• Problem statement
Reproduce every line of the material below, requests included, but scale each point coordinate in the answers by 1.65 and round it to a whole number, with halves rounding up. Leave the numbers in the requests and their format samples as they are.
** BEGIN Records for this task **
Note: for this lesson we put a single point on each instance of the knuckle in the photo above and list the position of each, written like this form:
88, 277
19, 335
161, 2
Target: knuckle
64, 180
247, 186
** END Records for this task **
• Solution to the problem
Note: for this lesson we put a single point on each instance of the knuckle in the photo above and list the position of each, written like this form:
88, 277
19, 335
161, 2
Target: knuckle
106, 297
408, 307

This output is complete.